▶ EXERCISE TASKS
[a] Quote the passage on the human mind and madness word for word, between "The human mind, for" and "to our survival.", inclusive.
[b] Pick up the passage on the human mind and madness where it stops, and write what comes next.
[[ SELECTED EXCERPT open ]]
The human mind, for all its indomitable resiliency and adaptability, can be a fragile vessel. Given the pressures and unnatural postures minds are forced to endure today, and the paucity of spiritual support, it is a wonder more minds do not snap. After tens of thousands of generations of slowly evolving as wandering tribes primarily eking out from nature the resources needed to survive, in less than a hundred generations we have morphed into urban micro-nodes in a global cyber-organic network, completely disconnected from our environment and constantly consuming objects and ideas neither necessary nor necessarily conducive to our survival.

No wonder people snap.

Actually, under normal conditions, people do not snap, even when they go mad. Shakespeare’s glorious descents into madness (think Lear or Macbeth) paint a more typical picture: gradual loss of one’s grasp on reality, hallucinations, especially audio (hearing voices), fixations, increasingly erratic behavior. Traditionally, societies developed a series of mechanisms to deal with these warning signs; talking, praying, sleeping potions, exorcisms, cold baths, sanatoriums in the countryside.
[[ SELECTED EXCERPT closed ]]
[[ LISTED ENTRIES open ]]
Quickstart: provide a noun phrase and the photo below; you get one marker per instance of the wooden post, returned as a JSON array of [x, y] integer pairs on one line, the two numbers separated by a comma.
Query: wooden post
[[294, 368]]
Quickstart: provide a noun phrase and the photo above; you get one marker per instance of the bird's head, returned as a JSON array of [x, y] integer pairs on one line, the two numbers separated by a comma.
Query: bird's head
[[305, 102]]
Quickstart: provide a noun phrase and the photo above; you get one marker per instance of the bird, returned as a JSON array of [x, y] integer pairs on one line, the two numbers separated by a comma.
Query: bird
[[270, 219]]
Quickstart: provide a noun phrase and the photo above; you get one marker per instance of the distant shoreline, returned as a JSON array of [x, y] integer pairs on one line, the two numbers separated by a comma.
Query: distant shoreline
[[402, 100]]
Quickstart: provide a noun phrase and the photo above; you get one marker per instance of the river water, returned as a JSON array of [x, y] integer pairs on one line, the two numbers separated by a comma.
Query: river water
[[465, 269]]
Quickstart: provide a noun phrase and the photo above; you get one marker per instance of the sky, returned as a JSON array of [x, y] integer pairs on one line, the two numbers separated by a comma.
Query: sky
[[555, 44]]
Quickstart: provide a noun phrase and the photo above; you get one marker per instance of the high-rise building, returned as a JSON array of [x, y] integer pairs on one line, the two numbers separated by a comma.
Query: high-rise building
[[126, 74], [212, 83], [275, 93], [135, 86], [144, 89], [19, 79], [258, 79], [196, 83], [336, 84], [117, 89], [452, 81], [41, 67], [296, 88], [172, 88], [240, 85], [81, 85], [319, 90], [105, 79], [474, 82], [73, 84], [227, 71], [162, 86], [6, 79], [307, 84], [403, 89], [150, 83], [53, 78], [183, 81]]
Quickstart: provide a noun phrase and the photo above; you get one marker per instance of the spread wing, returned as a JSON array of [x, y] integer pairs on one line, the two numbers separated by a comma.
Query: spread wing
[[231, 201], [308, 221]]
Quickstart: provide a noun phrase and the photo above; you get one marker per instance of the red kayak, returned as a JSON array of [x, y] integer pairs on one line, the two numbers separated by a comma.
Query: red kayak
[[ LISTED ENTRIES closed ]]
▶ PER-TASK ANSWERS
[a]
The human mind, for all its indomitable resiliency and adaptability, can be a fragile vessel. Given the pressures and unnatural postures minds are forced to endure today, and the paucity of spiritual support, it is a wonder more minds do not snap. After tens of thousands of generations of slowly evolving as wandering tribes primarily eking out from nature the resources needed to survive, in less than a hundred generations we have morphed into urban micro-nodes in a global cyber-organic network, completely disconnected from our environment and constantly consuming objects and ideas neither necessary nor necessarily conducive to our survival.

[b]
In extreme cases, the mad were locked away in asylums or attics, or simply killed, overtly or through neglect.

But today, modern psychiatry claims to have banished these archaic and inhumane treatments, in favor of scientific therapy, usually a combination of “talk therapy” and medicine. Because time is money, and it takes a lot longer to train and prepare a good shrink than it does to manufacture and market a good pill, these days the emphasis is on the drugs. The interests of the trillion-dollar pharmaceutical industry may also play a role in this.

Thanks to modern medicine millions of Americans who would otherwise be neurotic, disruptive or severely disturbed are instead able to lead productive, “normal” lives, working regular jobs, having families, paying taxes and participating in our cultural, economic and political life.

The problem is that these drugs just mask the symptoms of mental illness and bandage over the serious psychological problems which afflict these folks. Many of these walking wounded are seriously psycho, and would normally have ground to a halt or behaved in ways that demanded attention, if not for the drugs.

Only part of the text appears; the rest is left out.